** Page **
Unit 2 AP Stats Review

bivariate

bivariate

two variables

what are we interested in when exploring bivariate data

whether not/how changes in one variable can allow us to predict changes in the other variable

scatterplot

2-dimensional graph of ordered pairs

what do we say about positively associated variables

higher than average values of one variable TEND TO BE PAIRED WITH higher than average values of the other variable

correlation coefficient (r) is a measure of what?

the strength of the LINEAR relationship between 2 variables, as well as the direction of this relationship (+ or -)

if r is equal to the absolute value of 1…

all points lie on a line

if abs(r) is greater than .8…

the LINEAR correlation is generally regarded to be strong

if abs(r) is between .5 & .8…

the LINEAR correlation is generally regarded to be moderateif

if abs(r) is less than .5…

the LINEAR correlation is generally regarded to be weak

if r is = 0, there is…

no LINEAR correlation (may be nonlinear correlation)

if you change the order of the explanatory/dependent variables, what effect will this change have on r?

none!

** Supplied information **
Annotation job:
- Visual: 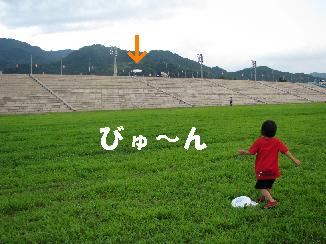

** Your tasks **
1) Please reproduce the AP Stats review from "higher than average values of one" up to and including "measure of what?".
2) In the AP Stats review, restate the paragraph beginning "the strength of the LINEAR relationship" more briefly, keeping its main facts.
3) Resume the AP Stats review after its final line and extend it.

** Expected outputs **
1)
higher than average values of one variable TEND TO BE PAIRED WITH higher than average values of the other variable

correlation coefficient (r) is a measure of what?

2) It measures how strong the linear relationship between two variables is and its direction (+ or -).

3)
if you change the units of measurement of one of your variables (e.g. ft to yrds), what effect will this change have on r?

none!

is r resistant to extreme values? why/why not?

no; r is based on the MEAN & is effected by extreme values

least squares regression line does what?

minimizes the sum of squared errors/distances of points from our line

residual

difference between the observed values of the response variable (y) and the predicted values (ŷ) from the model

a negative residual means that ŷ was too…

large

a positive residual means that ŷ was too…

small

a pattern of residuals that doesn’t appear to be randomly distributed about 0 indicates…

a regression line that isn’t a good model of our data

interpolation

trying to predict a value of y from a value of x which is WITHIN the range of x-values we have (your traditional prediction, think internal)

extrapolation

trying to predict a value of y from a value of x which ISN’T within the range of x-values we have (unadvised, rarely have confidence, think external)

coefficient of determination

r^2; the proportion of the total variability in y which is explained by the regression of y on x

outlier when dealing with bivariate data…

lies outside the general pattern of data (for regression, datapoint has a LARGE RESIDUAL)

influential observation

an observation that has a strong influence on the regression model; most influential points tend to be extreme in the x direction (high LEVERAGE points)